Interested parties may settle these issues by non-contentious mechanisms, but there are also judicial remedies available. As for non-contentious mechanisms, parties may request an opinion from independent experts (topographers) who may attest to the correct measurements for a property and the applicable boundaries based on the recorded titles, their background domains and measurements. If disputes are not settled by extrajudicial mechanisms, parties may turn to the summary proceedings established in article 106 of the Code for Civil Procedures (Law No. 9342 of 2018). Namely, they may file a motion for reinstatement of property boundaries. These summary proceedings will only resolve issues related to the real property’s momentary possession and not to the substantive issues. However, it is a method of relief available to the interested parties.

  1. What taxes or other fees are payable in connection with the purchase or sale of real property (eg, notary fees, recording, alien licensing), and what are the amounts of such taxes and other fees?

◆ **REQUEST**
Return the full passage on property boundary disputes word for word, including the numbered line at its end.

◆ **RECORDS SUPPLIED**
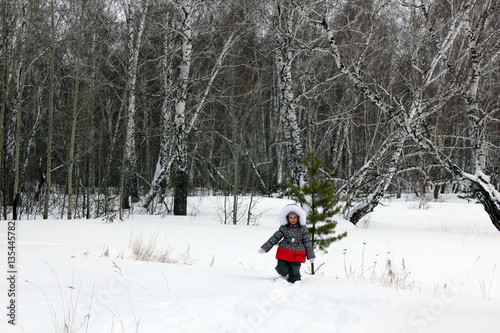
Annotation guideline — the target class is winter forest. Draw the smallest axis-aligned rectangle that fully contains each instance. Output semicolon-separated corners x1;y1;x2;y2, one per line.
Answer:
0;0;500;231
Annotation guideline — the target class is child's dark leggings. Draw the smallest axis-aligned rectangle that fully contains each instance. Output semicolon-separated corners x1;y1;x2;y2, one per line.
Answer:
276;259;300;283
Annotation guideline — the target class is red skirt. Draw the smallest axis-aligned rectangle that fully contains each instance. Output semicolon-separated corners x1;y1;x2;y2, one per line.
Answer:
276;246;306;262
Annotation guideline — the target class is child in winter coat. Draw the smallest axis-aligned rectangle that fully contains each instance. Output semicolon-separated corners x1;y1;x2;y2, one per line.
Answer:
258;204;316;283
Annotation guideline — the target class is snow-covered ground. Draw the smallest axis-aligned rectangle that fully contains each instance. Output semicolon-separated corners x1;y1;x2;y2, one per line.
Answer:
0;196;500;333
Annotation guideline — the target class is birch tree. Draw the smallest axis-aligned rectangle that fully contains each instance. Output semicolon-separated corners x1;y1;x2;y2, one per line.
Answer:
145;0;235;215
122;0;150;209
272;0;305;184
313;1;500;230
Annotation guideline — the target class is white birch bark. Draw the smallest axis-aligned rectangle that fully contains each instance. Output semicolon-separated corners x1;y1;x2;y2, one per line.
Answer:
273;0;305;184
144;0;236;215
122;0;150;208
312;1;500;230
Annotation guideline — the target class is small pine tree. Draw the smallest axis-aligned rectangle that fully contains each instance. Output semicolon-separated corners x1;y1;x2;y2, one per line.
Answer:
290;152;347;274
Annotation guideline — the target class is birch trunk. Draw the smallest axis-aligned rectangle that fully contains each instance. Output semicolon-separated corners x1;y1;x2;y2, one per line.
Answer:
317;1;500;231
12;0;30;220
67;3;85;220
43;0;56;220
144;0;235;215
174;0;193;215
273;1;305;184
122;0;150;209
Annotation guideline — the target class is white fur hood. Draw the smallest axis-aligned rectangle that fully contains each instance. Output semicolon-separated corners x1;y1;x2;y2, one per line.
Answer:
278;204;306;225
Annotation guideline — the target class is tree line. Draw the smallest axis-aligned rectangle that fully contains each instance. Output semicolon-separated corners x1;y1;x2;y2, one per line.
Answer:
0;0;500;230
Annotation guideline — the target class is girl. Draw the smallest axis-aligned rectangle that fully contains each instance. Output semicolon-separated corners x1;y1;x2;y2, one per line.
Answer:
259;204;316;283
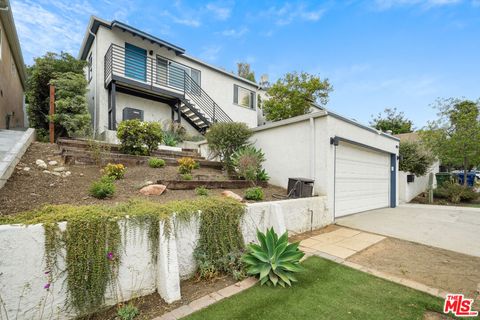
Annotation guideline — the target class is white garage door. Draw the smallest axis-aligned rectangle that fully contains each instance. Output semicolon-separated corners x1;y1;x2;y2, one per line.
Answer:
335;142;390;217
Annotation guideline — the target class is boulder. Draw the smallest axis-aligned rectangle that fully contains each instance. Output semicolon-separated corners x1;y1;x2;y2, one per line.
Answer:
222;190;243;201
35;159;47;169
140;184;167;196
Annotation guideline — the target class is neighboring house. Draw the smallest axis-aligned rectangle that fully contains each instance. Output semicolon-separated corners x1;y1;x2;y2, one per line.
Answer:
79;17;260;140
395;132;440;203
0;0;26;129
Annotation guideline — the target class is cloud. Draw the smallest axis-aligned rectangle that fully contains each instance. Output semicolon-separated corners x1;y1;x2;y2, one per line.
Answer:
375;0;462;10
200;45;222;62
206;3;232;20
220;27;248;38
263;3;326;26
--
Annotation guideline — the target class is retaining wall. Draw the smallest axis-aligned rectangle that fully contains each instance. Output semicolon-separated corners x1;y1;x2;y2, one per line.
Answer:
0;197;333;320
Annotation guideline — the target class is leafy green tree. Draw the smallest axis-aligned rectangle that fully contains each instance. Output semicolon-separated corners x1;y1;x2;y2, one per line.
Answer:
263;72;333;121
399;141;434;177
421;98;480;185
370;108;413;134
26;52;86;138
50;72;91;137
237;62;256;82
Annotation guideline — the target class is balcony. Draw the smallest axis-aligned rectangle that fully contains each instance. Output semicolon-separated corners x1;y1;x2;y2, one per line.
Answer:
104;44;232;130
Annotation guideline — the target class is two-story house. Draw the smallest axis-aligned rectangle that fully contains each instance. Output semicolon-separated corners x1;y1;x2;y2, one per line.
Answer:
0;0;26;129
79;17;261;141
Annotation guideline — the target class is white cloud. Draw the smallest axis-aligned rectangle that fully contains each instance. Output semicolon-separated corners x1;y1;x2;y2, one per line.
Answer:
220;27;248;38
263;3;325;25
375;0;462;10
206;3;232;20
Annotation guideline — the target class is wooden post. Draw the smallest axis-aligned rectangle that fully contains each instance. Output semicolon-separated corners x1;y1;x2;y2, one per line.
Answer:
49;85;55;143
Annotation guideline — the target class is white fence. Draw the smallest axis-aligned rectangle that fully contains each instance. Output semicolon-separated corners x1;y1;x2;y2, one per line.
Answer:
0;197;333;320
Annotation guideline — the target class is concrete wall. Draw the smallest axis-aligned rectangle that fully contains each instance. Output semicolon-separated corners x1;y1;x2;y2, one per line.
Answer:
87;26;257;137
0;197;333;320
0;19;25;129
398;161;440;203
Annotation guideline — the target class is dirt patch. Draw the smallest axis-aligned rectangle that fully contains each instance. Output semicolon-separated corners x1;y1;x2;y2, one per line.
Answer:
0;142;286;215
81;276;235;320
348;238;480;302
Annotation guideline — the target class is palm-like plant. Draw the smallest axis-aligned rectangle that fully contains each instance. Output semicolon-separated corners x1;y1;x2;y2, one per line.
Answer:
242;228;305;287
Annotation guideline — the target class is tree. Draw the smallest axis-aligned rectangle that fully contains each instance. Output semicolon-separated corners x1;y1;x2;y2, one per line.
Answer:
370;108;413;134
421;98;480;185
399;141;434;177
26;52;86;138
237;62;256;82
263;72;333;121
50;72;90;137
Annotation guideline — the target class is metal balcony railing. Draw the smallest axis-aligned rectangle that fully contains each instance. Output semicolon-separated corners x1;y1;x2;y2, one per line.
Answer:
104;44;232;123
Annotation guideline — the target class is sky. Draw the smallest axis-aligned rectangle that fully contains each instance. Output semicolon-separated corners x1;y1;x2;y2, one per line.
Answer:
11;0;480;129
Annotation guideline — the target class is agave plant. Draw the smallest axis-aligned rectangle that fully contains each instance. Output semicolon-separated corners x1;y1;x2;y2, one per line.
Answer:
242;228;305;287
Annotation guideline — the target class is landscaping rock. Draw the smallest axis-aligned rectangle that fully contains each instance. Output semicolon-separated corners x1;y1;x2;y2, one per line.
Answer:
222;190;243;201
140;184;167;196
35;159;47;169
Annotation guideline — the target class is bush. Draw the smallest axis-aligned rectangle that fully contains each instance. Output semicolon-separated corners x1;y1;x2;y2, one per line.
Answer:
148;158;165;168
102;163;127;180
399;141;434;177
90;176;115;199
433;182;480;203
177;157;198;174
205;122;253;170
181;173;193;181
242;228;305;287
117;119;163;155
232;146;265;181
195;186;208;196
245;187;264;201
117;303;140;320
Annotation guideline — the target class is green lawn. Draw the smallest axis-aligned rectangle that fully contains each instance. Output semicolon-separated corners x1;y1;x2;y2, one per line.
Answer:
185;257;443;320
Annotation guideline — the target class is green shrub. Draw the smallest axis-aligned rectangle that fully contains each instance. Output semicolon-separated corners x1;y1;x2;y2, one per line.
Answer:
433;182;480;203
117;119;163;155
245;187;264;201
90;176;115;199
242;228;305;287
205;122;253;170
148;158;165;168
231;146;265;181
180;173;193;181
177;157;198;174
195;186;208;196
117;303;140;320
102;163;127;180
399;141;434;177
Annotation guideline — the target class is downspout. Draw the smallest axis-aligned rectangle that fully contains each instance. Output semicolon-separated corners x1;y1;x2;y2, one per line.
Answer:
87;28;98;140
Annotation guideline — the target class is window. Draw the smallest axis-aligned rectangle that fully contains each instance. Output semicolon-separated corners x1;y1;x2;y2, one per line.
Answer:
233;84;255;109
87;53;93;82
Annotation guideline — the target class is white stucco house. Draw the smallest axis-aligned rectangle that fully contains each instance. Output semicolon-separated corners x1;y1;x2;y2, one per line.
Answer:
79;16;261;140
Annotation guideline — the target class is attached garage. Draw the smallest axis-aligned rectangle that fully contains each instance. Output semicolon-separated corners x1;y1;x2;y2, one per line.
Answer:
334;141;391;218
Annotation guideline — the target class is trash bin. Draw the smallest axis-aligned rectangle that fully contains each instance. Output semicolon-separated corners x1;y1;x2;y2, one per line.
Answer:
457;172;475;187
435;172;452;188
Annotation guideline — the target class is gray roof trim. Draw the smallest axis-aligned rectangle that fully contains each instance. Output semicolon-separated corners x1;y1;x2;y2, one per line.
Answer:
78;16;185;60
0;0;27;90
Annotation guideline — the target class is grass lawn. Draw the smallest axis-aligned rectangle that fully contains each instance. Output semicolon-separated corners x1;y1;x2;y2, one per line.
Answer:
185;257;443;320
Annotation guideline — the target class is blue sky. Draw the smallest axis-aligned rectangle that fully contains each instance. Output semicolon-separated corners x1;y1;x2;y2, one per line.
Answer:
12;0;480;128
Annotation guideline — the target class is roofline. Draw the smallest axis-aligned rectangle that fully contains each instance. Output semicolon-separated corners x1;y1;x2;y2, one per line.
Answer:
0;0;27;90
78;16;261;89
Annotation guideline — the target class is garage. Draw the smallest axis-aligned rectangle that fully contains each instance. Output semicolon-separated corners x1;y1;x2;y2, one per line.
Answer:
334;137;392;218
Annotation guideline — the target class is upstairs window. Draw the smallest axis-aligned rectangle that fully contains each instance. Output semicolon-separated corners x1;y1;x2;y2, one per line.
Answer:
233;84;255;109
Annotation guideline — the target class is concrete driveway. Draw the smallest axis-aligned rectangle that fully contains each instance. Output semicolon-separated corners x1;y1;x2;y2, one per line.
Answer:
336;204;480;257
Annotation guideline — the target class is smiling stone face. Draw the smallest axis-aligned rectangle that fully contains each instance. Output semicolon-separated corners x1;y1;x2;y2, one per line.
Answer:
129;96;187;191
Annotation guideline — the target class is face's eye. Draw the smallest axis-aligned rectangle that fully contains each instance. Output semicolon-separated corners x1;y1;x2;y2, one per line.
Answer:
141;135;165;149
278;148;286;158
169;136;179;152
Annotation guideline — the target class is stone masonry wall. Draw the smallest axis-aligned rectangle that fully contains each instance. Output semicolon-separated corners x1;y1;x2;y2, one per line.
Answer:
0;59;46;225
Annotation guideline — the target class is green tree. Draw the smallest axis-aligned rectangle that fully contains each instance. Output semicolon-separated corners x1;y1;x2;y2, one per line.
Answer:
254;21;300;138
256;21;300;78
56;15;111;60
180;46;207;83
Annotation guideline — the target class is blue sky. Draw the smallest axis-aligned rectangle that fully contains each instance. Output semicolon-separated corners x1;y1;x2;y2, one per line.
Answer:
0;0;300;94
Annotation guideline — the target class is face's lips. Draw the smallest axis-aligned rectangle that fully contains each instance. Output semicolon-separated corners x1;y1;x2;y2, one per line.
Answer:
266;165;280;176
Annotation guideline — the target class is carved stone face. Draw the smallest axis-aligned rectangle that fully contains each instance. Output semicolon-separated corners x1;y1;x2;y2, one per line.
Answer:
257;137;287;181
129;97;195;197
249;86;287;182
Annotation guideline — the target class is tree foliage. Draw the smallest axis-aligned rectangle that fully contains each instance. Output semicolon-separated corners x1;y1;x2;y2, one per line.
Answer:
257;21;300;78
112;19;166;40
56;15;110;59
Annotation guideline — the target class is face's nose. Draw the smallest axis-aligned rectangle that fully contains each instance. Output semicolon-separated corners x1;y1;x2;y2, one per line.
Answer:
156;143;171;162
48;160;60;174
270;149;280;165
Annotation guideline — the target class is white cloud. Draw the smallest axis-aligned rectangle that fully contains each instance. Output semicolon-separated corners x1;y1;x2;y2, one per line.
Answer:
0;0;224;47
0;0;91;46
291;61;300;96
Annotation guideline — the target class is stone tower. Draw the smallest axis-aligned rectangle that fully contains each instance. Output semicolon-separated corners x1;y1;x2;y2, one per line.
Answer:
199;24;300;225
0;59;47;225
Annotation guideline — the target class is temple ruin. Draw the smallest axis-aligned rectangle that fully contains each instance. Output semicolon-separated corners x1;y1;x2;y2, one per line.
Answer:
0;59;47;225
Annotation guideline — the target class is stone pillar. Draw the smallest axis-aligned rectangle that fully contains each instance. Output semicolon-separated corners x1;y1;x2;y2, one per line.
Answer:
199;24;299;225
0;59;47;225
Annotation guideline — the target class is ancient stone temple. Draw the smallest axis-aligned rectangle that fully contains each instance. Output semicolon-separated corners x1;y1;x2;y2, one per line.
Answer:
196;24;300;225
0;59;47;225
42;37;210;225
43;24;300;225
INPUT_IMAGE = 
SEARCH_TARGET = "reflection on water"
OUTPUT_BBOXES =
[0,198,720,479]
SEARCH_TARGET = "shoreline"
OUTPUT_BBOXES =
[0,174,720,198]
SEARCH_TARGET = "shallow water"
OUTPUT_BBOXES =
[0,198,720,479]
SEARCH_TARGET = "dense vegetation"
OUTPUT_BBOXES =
...
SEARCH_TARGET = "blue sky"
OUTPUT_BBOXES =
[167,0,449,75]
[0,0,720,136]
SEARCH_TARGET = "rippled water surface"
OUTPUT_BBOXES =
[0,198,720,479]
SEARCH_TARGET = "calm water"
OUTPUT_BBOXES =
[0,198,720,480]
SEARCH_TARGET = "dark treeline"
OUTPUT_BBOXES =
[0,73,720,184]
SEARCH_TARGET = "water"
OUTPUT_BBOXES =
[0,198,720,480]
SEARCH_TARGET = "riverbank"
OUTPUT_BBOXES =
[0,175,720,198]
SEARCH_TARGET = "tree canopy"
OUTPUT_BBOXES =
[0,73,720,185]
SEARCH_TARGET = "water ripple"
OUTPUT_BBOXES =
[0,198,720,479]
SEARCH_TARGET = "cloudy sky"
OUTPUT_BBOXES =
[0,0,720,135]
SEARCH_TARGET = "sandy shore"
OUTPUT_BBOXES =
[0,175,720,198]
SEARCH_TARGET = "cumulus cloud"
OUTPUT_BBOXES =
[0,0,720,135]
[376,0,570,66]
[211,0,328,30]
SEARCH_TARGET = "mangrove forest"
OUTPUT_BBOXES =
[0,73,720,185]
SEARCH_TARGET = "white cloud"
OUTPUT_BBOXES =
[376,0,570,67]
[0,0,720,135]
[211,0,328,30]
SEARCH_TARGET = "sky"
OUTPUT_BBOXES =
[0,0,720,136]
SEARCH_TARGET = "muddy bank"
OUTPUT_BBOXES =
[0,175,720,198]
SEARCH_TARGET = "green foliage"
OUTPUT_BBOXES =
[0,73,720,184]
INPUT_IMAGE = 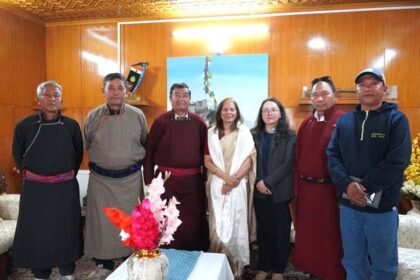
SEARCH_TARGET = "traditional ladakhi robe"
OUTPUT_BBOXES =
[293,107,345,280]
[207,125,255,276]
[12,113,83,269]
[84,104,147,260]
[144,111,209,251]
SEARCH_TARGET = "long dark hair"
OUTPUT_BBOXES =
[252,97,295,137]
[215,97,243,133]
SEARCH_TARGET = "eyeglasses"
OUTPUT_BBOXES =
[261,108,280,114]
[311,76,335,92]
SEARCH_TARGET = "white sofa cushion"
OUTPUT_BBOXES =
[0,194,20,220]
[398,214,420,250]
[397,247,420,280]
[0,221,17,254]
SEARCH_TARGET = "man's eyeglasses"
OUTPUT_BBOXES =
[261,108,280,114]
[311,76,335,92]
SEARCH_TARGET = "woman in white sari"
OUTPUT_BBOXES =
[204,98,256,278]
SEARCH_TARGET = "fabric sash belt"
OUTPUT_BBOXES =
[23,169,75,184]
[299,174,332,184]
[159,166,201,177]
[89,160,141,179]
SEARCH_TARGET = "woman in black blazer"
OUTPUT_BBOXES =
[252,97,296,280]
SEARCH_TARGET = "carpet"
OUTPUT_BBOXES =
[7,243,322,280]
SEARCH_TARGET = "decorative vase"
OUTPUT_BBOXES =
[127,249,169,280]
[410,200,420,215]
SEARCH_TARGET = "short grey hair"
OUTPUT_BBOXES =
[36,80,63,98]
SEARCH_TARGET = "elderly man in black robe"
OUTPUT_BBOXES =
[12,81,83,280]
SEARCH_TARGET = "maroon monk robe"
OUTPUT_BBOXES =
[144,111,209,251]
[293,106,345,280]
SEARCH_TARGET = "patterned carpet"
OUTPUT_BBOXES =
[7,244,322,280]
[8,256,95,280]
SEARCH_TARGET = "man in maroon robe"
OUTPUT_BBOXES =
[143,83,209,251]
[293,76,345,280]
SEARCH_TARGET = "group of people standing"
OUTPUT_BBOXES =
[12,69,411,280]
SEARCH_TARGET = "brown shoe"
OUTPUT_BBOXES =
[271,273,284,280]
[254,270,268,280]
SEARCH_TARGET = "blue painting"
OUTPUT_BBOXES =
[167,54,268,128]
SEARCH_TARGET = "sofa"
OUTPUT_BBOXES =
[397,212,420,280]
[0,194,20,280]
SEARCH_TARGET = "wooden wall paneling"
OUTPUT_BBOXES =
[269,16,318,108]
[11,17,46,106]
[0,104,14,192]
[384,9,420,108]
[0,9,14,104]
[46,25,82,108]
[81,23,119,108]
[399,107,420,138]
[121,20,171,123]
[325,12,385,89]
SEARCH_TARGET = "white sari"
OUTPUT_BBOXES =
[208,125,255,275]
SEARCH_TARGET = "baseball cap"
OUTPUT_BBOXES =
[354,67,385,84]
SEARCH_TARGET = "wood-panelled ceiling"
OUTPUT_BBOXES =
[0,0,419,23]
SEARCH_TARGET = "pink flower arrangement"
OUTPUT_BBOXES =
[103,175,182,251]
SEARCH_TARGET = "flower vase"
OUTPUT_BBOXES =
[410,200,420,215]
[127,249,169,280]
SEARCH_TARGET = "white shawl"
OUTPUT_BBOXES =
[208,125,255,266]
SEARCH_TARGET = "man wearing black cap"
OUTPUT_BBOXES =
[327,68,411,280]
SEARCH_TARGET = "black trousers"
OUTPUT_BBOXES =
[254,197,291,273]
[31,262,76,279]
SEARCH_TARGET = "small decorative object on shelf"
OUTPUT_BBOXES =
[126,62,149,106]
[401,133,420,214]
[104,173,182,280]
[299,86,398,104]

◆ **FINISHED EXERCISE**
Interested parties may settle these issues by non-contentious mechanisms, but there are also judicial remedies available. As for non-contentious mechanisms, parties may request an opinion from independent experts (topographers) who may attest to the correct measurements for a property and the applicable boundaries based on the recorded titles, their background domains and measurements. If disputes are not settled by extrajudicial mechanisms, parties may turn to the summary proceedings established in article 106 of the Code for Civil Procedures (Law No. 9342 of 2018). Namely, they may file a motion for reinstatement of property boundaries. These summary proceedings will only resolve issues related to the real property’s momentary possession and not to the substantive issues. However, it is a method of relief available to the interested parties.

  1. What taxes or other fees are payable in connection with the purchase or sale of real property (eg, notary fees, recording, alien licensing), and what are the amounts of such taxes and other fees?